* BEGIN Extracted text *

Re: Transparent column encryption - Mailing list pgsql-hackers

From Robert Haas
Subject Re: Transparent column encryption
Date
Msg-id CA+Tgmob_6zqqy2xdqh--Rwesszr_e9SFFXgC3zZJHkbLbH3O_Q@mail.gmail.com
Whole thread Raw
In response to Re: Transparent column encryption  (Jacob Champion <jchampion@timescale.com>)
Responses Re: Transparent column encryption
List pgsql-hackers
On Thu, Jul 21, 2022 at 2:30 PM Jacob Champion <jchampion@timescale.com> wrote:
> On Mon, Jul 18, 2022 at 9:07 AM Robert Haas <robertmhaas@gmail.com> wrote:
> > Even there, what can be accomplished with a feature that only encrypts
> > individual column values is by nature somewhat limited. If you have a
> > text column that, for one row, stores the value 'a', and for some
> > other row, stores the entire text of Don Quixote in the original
> > Spanish, it is going to be really difficult to keep an adversary who
> > can read from the disk from distinguishing those rows. If you want to
> > fix that, you're going to need to do block-level encryption or
> > something of that sort.
>
> A minimum padding option would fix the leak here, right? If every
> entry is the same length then there's no information to be gained, at
> least in an offline analysis.

Sure, but padding every text column that you have, even the ones
containing only 'a', out to the length of Don Quixote in the original
Spanish, is unlikely to be an appealing option.

> I think some work around that is probably going to be needed for
> serious use of this encryption, in part because of the use of text
> format as the canonical input. If the encrypted values of 1, 10, 100,
> and 1000 hypothetically leaked their exact lengths, then an encrypted
> int wouldn't be very useful. So I'd want to quantify (and possibly
> configure) exactly how much data you can encrypt in a single message
> before the length starts being leaked, and then make sure that my
> encrypted values stay inside that bound.

* END Extracted text *

[Short exercise 1]: According to the mailing-list message, what kind of encryption would be needed to keep an adversary who can read from the disk from distinguishing rows?
[Short exercise 2]: Copy the part of the mailing-list message from "Re: Transparent column encryption - Mailing" to "encryption  (Jacob Champion <jchampion@timescale.com>)".

* BEGIN Records shown *

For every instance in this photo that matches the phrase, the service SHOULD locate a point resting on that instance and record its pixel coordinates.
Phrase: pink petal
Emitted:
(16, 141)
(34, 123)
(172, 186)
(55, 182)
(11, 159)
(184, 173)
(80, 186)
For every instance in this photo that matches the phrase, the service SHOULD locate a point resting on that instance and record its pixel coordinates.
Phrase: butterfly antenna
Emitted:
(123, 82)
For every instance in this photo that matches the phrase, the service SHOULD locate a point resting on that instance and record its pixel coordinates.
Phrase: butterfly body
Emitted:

* END Records shown *

[Complete answer 1]: Block-level encryption or something of that sort.

[Complete answer 2]:
Re: Transparent column encryption - Mailing list pgsql-hackers

From Robert Haas
Subject Re: Transparent column encryption
Date
Msg-id CA+Tgmob_6zqqy2xdqh--Rwesszr_e9SFFXgC3zZJHkbLbH3O_Q@mail.gmail.com
Whole thread Raw
In response to Re: Transparent column encryption  (Jacob Champion <jchampion@timescale.com>)